- **What this exercise asks**
1. In the search algorithms text, what other names is binary search known by?
2. Does each of these statements agree with the search algorithms text? Answer yes or no for each, quoting the words that decide it. (a) Linear search works only on sorted arrays or lists. (b) Binary search finds the position of a target value within a sorted array. (c) Linear search has a time complexity of O(log n).
3. Pick up the search algorithms text after its last line and continue it.
--- Begin Supplied text ---
Linear search is simple to implement, it can be used whether the array/list is sorted or not and can be used on arrays/lists of any data type. It's well suited for small datasets but has a time complexity of O(n), which makes it slow for large datasets.

Binary search:

Also known as half-interval search, logarithmic search, or binary chop, is a search algorithm that finds the position of a target value within a sorted array.

Binary search compares the target value to the middle element of the array. If they are not equal, the half in which the target cannot lie is eliminated and the search continues on the remaining half, again taking the middle element to compare to the target value, and repeating this until the target value is found. If the search ends with the remaining half being empty, the target is not in the array.

Binary Search can be implemented as iterative or recursive method as shown on the pseudocode.

Iteration method:

# Iterative method

binarySearch(arr, x, low, high)
        repeat till low = high
               mid = (low + high)/2
                   if (x == arr[mid])
                   return mid
   
                   else if (x > arr[mid]) // x is on the right side
                       low = mid + 1
   
                   else                  // x is on the left side
                       high = mid - 1

Recursive method:

# Recursive method

binarySearch(arr, x, low, high)
           if low > high
               return False 
   
           else
               mid = (low + high) / 2 
                   if x == arr[mid]
                   return mid
       
               else if x > arr[mid]        // x is on the right side
                   return binarySearch(arr, x, mid + 1, high)
               
               else                        // x is on the left side
                   return binarySearch(arr, x, low, mid - 1)
--- End Supplied text ---
--- Begin Records provided ---
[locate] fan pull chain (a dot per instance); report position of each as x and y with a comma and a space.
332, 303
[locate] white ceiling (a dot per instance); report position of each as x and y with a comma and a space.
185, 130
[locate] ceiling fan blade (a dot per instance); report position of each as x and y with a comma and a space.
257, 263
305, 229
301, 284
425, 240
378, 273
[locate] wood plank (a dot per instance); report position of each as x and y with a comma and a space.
--- End Records provided ---
--- Begin Records provided ---
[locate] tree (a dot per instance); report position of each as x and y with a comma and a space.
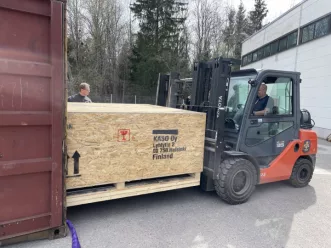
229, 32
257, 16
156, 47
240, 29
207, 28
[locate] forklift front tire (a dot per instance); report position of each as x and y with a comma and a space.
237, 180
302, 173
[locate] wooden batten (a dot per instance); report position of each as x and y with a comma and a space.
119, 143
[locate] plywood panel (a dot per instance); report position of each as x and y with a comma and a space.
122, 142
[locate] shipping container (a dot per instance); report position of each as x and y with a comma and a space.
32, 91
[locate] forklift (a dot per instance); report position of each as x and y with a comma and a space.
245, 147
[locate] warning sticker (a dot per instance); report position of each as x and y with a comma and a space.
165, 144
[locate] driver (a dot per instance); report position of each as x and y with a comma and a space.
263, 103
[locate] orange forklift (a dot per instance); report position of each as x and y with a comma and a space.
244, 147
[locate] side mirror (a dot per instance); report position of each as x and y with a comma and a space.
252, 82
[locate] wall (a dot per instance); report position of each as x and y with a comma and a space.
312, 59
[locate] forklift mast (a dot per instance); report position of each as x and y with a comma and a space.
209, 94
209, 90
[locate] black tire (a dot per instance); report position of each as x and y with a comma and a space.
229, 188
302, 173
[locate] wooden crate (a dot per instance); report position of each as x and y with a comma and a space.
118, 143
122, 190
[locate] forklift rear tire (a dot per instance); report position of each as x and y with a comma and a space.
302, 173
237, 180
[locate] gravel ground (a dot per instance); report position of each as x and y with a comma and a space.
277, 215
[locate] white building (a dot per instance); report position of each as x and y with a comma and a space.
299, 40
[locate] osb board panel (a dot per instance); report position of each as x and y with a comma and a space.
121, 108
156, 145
--- End Records provided ---
- **Per-task answers**
1. Half-interval search, logarithmic search, or binary chop.

2.
(a) No: "it can be used whether the array/list is sorted or not"
(b) Yes: "finds the position of a target value within a sorted array"
(c) No: "has a time complexity of O(n)"

3.
Faster than linear search, especially for large arrays. The loogaithmic time in the worst case scenario is O(log n), however the array must be sorted. This adds at least an additional O(n log n) time complexity for the sorting step.

Breadth First Search (BFS):

Breadth-First Search (BFS) is an algorithm for searching a tree data structure for a node that satisfies a given property.

It starts at the tree root and explores all nodes at the present depth prior to moving on to the nodes at the next depth level.

For a graph Breadth-First Search, to avoid processing a node in a graph cycle more than once, the vertices are divided into two categories:

  • Visited
  • Not Visited

It is assumed that all vertices are reachable from the starting vertex. Extra memory, a queue in particular, is needed to keep track of the child nodes that were encountered but not yet explored.

Pseudocode for BFS implementation on a Graph:

Breadth_First_Serach( Graph, X ) // Here, Graph is the graph that we already have and X is the source node

Let Q be the queue
Q.enqueue( X ) // Inserting source node X into the queue
Mark X node as visited.

While ( Q is not empty )
Y = Q.dequeue( ) // Removing the front node from the queue

Process all the neighbors of Y, For all the neighbors Z of Y
If Z is not visited, Q. enqueue( Z ) // Stores Z in Q
Mark Z as visited

The time complexity is O(V+E) where V is the number of Nodes of Vertices and E is the number of Edges. The auxiliary space complexity is O(V) in the worst case scenario.

Depth First Search (DFS):

Algorithm used for traversing or searching tree or graph data structures. DFS starts at the root node (selecting some arbitrary node as the root node in the case of a graph) and explores as far as possible along each branch before backtracking. Extra memory, usually a stack, is needed to keep track of the nodes discovered so far along a specific branch wich helps in backtracking of the graph. To avoid processing a node more than once, a boolean is used to store the visited nodes. A graph can have more than one DFS traversal.

DFS(G, u)
    u.visited = true
    for each v ∈ G.Adj[u]
        if v.visited == false
            DFS(G,v)
     
init() {
    For each u ∈ G
        u.visited = false
     For each u ∈ G
       DFS(G, u)
}

Where u is the root.

The time complexity is O(V+E) where V is the number of Nodes of Vertices and E is the number of Edges. The auxiliary space complexity is O(V) in the worst case scenario.

Sorting

Insertion Sort:

Insertion Sort is a sorting algorithm that builds the final sorted array/list one item at a time by comparisons. It's much less efficient on large lists The time complexity is quadratic O(n^2). Insertion sort iterates, consuming one input element each repetition, and grows a sorted output list. At each iteration, insertion sort removes one element from the input data, finds the location it belongs within the sorted list, and inserts it there. It repeats until no input elements remain.

procedure insertionSort(A: list of sortable items)
  n = length(A)
  for i = 1 to n - 1 do
      j = i
      while j > 0 and A[j-1] > A[j] do
          swap(A[j], A[j-1])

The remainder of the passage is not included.